Point annotation dataset records

^^^^

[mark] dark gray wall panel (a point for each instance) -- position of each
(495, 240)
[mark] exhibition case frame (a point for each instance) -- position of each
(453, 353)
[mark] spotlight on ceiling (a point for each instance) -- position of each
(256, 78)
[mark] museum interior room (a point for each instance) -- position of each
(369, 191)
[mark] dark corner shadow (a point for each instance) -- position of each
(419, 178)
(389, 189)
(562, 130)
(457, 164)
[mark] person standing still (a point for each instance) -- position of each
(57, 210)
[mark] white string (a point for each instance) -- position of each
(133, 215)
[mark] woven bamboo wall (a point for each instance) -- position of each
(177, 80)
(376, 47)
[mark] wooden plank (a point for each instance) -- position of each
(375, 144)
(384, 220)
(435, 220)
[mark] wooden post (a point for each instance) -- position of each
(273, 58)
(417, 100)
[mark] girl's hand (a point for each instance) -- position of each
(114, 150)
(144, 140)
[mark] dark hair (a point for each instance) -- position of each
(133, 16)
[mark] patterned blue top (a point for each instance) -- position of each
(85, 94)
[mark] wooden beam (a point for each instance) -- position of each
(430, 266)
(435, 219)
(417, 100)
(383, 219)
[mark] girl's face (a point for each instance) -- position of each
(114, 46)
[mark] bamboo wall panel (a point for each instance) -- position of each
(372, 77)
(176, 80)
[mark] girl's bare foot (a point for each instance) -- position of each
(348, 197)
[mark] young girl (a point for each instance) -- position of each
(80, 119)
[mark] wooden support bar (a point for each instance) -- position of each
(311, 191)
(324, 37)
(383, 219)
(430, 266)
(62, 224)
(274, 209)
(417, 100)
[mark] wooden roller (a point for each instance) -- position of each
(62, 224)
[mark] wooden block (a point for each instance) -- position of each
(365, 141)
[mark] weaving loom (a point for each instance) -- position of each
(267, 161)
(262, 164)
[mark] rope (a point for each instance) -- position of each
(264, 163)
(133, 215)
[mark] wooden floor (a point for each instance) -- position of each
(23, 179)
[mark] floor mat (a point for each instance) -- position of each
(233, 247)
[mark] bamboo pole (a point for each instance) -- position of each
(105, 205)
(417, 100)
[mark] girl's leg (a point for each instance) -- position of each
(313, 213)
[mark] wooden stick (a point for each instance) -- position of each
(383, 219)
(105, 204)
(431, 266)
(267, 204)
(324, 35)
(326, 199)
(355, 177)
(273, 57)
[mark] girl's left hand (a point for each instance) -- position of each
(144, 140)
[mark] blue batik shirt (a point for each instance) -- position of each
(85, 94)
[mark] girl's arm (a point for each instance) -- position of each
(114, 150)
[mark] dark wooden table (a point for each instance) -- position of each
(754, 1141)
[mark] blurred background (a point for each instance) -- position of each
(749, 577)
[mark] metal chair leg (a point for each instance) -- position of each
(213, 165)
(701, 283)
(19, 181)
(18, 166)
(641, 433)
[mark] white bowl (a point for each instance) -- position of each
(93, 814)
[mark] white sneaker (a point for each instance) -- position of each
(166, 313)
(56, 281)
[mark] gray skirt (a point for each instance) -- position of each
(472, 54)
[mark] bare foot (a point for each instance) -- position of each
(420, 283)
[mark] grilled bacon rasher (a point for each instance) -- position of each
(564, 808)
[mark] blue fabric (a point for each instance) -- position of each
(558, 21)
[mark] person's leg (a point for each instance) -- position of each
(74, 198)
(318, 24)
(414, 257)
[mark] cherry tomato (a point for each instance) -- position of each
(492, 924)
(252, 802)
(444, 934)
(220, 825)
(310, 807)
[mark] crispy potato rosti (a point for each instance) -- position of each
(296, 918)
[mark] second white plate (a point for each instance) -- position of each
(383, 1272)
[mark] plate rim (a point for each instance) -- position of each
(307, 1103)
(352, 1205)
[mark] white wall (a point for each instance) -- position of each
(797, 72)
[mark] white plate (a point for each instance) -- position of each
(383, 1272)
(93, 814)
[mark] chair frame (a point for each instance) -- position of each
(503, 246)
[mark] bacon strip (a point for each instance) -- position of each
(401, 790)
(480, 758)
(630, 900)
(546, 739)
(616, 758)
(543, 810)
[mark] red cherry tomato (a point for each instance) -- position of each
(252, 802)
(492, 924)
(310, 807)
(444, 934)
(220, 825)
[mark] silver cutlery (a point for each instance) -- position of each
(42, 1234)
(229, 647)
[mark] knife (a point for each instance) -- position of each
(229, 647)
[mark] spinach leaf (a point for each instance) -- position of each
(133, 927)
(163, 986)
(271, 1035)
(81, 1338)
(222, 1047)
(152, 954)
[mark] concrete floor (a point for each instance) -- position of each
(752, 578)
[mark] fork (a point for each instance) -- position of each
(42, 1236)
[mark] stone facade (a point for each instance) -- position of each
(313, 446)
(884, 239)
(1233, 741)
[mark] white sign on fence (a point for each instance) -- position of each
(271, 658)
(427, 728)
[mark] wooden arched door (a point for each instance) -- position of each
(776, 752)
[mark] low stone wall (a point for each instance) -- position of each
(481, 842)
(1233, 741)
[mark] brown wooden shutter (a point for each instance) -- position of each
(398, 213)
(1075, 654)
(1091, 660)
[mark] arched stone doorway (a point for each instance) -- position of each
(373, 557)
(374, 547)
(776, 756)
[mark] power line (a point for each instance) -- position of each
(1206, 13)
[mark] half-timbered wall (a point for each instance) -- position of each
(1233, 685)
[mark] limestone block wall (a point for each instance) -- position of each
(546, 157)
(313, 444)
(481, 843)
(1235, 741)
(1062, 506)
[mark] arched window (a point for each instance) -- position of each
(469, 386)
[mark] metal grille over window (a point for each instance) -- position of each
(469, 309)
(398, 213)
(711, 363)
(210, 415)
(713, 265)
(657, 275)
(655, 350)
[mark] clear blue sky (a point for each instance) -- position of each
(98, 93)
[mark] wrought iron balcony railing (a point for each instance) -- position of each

^^^^

Update everything from the line containing "[mark] limestone block" down to the end of the records so that "grate" replaces "grille", keeping every other part the same.

[mark] limestone block wall (a point for each instance) -- position of each
(546, 157)
(313, 444)
(481, 843)
(1235, 741)
(1062, 506)
[mark] arched window (a point for each instance) -- position of each
(469, 386)
[mark] metal grate over window (a point for each instance) -- position of each
(469, 309)
(398, 213)
(711, 363)
(210, 415)
(713, 265)
(657, 275)
(655, 350)
[mark] clear blue sky (a point for each instance) -- position of each
(98, 93)
[mark] wrought iron balcony railing (a point for each instance) -- position of each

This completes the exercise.